(Excerpts from a detection dataset)

===============

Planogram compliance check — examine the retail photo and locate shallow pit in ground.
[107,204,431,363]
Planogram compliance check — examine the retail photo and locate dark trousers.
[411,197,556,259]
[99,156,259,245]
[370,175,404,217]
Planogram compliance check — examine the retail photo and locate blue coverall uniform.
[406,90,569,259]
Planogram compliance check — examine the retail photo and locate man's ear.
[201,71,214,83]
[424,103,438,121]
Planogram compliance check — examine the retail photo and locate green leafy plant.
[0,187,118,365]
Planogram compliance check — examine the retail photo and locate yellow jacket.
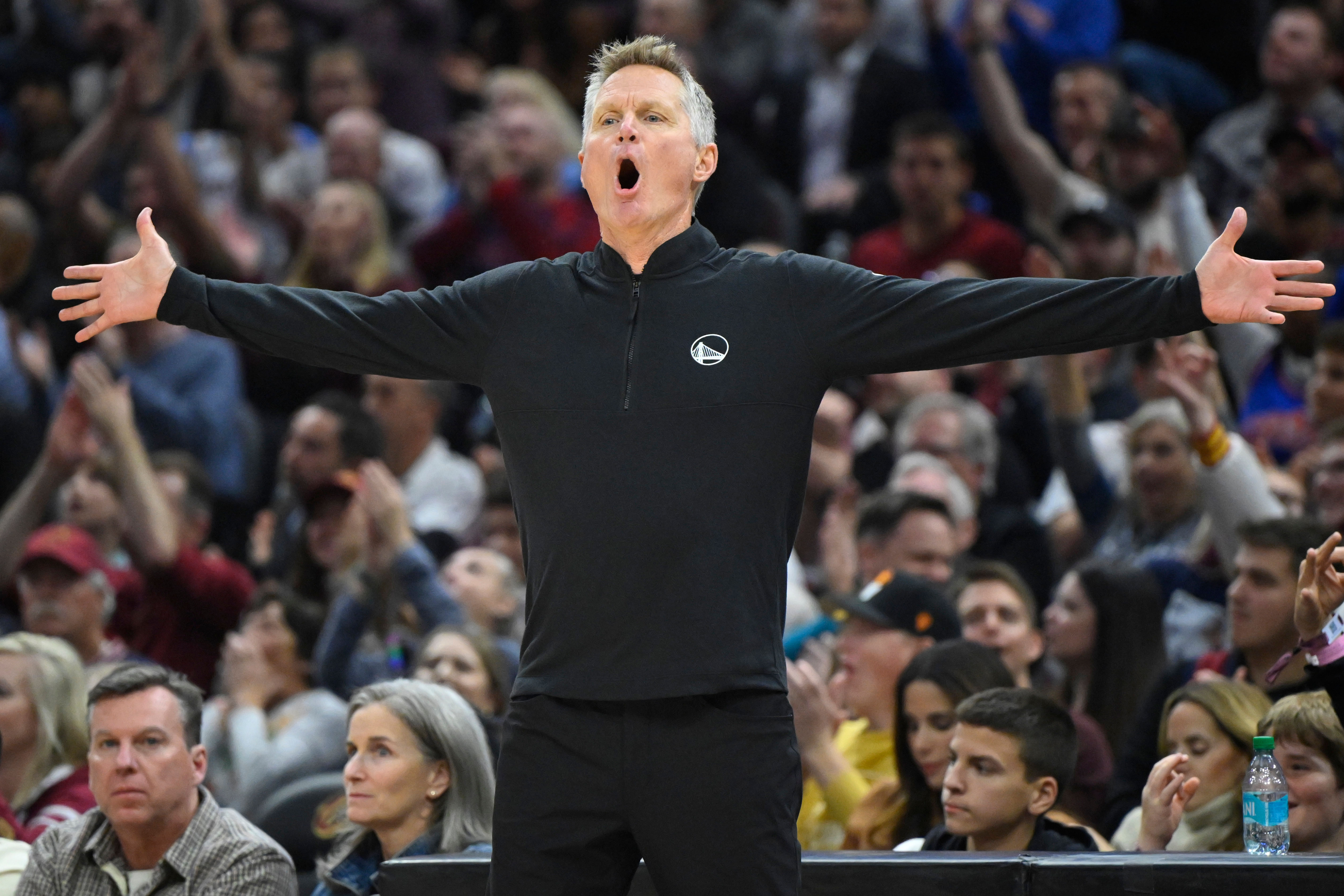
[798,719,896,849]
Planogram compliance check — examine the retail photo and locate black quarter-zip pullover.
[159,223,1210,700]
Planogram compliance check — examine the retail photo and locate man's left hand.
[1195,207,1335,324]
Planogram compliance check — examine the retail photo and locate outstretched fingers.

===============

#### [OBJECTIVE]
Transcribe the entire listing above without changing any line, and leave the pictures out.

#### [SOLUTION]
Planogram compliance check — examine the retail photo and locate shallow pit in ground.
[107,204,431,363]
Planogram compliance check — examine the retail photo and locate dark trousers.
[411,197,556,259]
[99,156,259,245]
[370,175,404,217]
Planogram compliance check — examine the retail photo and locate blue coverall uniform.
[406,90,569,259]
Planogram compliance check — examine the retail photo and locate man's ear.
[201,71,214,83]
[424,103,438,121]
Planogram compliance check — examine the retail photo and locate green leafy plant.
[0,187,118,365]
Planogram compliance check — examine the retail photo and locate yellow jacket.
[798,719,896,849]
Planogram compliance check — examine the retail photo and locate black quarter-zip pullover.
[159,223,1210,700]
Planogram compliance check — examine the retail photo and locate man's left hand.
[1195,207,1335,324]
Planogram compliance check — examine the retail photo and locate outstretched fingers.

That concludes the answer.